• _Problem statement_
Copy out verbatim the lines below, from the one containing "Category: green cucumber slice" through the final line, with both of those lines included.
================
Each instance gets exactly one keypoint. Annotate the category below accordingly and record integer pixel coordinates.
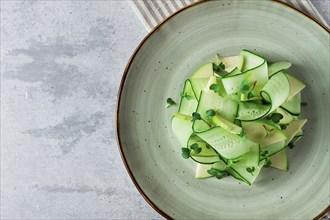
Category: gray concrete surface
(61, 64)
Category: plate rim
(123, 79)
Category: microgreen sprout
(210, 113)
(185, 95)
(267, 130)
(250, 170)
(303, 104)
(185, 152)
(196, 116)
(169, 102)
(215, 88)
(276, 117)
(242, 135)
(217, 173)
(196, 148)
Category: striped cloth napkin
(152, 12)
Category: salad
(237, 115)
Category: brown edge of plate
(150, 202)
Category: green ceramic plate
(169, 55)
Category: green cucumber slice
(262, 132)
(206, 71)
(182, 127)
(293, 105)
(295, 86)
(198, 85)
(276, 90)
(258, 74)
(234, 72)
(224, 107)
(227, 125)
(207, 151)
(250, 111)
(279, 160)
(251, 160)
(201, 171)
(228, 145)
(219, 166)
(272, 148)
(206, 160)
(277, 67)
(287, 117)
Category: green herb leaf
(291, 145)
(242, 135)
(185, 95)
(229, 163)
(185, 153)
(304, 104)
(169, 102)
(215, 88)
(196, 116)
(276, 117)
(212, 171)
(221, 174)
(264, 153)
(250, 170)
(267, 130)
(218, 68)
(268, 163)
(198, 150)
(283, 127)
(194, 146)
(210, 112)
(251, 94)
(244, 87)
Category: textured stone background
(61, 64)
================
• _The solution_
Category: green cucumber slice
(262, 132)
(206, 71)
(182, 127)
(293, 105)
(295, 86)
(198, 85)
(276, 90)
(258, 74)
(234, 72)
(224, 107)
(227, 125)
(207, 151)
(250, 111)
(279, 160)
(251, 160)
(201, 171)
(228, 145)
(219, 166)
(272, 148)
(206, 160)
(277, 67)
(287, 117)
Category: green herb leaf
(291, 145)
(242, 135)
(185, 95)
(229, 163)
(185, 153)
(304, 104)
(169, 102)
(215, 88)
(196, 116)
(276, 117)
(212, 171)
(221, 174)
(264, 153)
(250, 170)
(267, 130)
(218, 68)
(268, 163)
(198, 150)
(283, 127)
(194, 146)
(210, 112)
(251, 94)
(244, 87)
Category: textured stone background
(61, 64)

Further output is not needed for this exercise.